__Source__:

--- Begin ---

Doug Collins, coach of the Philadelphia 76ers at Verizon Center. Washington Wizards v/s Philadelphia 76ers November 23, 2010 (Photo credit: Wikipedia)

One of the more relevant stories in the NBA post All-Star break is the crumbling of the Philadelphia 76ers season. After a phenomenal start to the season, they’ve lost their division lead and may even be in a struggle to make the playoffs. For an excellent post on the behind the curtains reasons for this fall, I suggest Kate Fagan‘s post from earlier this week.

In short, what appears to be the situation is the team checking out mentally on Doug Collins due to his hyper-emotional, micromanagement style. This short fuse is not a huge surprise for those familiar with Collins’ history, or similar coaches like Larry Brown and Scott Skiles. A new coach with an uber tight leash can get maximum effort out of players for some time, but eventually they stop enjoying playing the game and without that, the motivation to win and compete slides away.

Essentially, it’s using the stick instead of the carrot. Mike D’Antoni lost the New York Knicks for the same reason earlier this season.

On the other end, the coach I see as the most underrated in the league right now is Scott Brooks.

The reason people disrespect Scott Brooks’ abilities is they see a coach who doesn’t seem that involved from an Xs and Os, managing the game perspective. The Thunder’s system is fairly loose and let’s the players on the floor make the decisions. Other coaches using this strategy involve types like Mike Brown and Mike Woodson.

But what’s underrated about the job Brooks has had is keeping the team rolling emotionally. The Thunder are a team that could’ve been an emotional nuclear bomb under another coach. Russell Westbrook is a superstar talent who’s pushed into playing 2nd fiddle to Kevin Durant, and who always seems to get the short end of the stick from the media. James Harden is an all-star caliber player who comes off the bench. The rest of the team is full of young players like Cole Aldrich, Eric Maynor (when healthy), Reggie Jackson, Daequon Cook, Serge Ibaka, Thabo Sefolosha who are needed not as featured players, but in a more selfless supporting role with as much effort defensively as possible. The team plays hard every night, has no sign of ego or strife between them, has nobody acting out. One of the reasons why players are happier under Brooks is their minutes are constant night to night. This has drawn criticism about his lack of adjustments, including from me in the playoffs last year, but the appeal is clear. It’s for the benefit of a happier roster. Part of the Thunder’s success has also been the character of the players they drafted and the leadership from veterans like Kendrick Perkins and Nick Collision, but a looser coaching style arguably benefits them.

--- End ---

__Required task 1__: List every line in the records below that contains the word "lake".

__Stored data__:
--- Begin ---

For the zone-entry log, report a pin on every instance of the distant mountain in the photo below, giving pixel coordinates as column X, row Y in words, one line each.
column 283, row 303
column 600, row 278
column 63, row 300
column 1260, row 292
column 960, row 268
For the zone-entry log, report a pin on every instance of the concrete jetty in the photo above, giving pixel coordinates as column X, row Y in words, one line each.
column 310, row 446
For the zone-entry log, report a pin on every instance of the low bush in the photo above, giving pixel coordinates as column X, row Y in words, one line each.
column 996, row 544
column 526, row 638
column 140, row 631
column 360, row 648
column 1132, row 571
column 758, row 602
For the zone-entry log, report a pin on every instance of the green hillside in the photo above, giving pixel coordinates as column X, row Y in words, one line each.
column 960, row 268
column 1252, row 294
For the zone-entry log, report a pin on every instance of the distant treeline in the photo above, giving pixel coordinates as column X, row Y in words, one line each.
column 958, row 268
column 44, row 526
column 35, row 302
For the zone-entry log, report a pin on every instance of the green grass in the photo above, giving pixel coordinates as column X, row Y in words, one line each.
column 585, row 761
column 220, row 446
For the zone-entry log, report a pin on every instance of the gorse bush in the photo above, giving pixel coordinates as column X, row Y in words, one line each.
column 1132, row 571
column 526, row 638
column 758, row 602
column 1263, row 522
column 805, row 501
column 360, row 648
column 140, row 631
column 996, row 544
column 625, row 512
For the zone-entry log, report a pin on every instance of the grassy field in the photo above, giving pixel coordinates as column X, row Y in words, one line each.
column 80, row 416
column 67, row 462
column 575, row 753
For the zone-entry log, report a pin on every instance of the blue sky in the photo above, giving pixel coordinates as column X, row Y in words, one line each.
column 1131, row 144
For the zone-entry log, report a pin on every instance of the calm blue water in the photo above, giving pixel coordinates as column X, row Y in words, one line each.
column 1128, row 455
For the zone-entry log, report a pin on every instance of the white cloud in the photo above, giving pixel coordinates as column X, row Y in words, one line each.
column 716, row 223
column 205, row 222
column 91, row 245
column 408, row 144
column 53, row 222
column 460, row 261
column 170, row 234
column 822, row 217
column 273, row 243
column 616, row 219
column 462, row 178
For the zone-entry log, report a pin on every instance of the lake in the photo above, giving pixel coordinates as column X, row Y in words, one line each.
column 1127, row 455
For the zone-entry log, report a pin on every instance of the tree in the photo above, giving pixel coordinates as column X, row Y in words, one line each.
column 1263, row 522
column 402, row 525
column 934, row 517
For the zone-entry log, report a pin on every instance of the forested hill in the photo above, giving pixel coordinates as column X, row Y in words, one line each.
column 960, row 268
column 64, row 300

--- End ---

__Required task 2__: According to the post about NBA coaching above, which coach lost the New York Knicks earlier that season for the same reason as Doug Collins?

__Exercise response 1__:
For the zone-entry log, report a pin on every instance of the lake in the photo above, giving pixel coordinates as column X, row Y in words, one line each.

__Exercise response 2__: Mike D'Antoni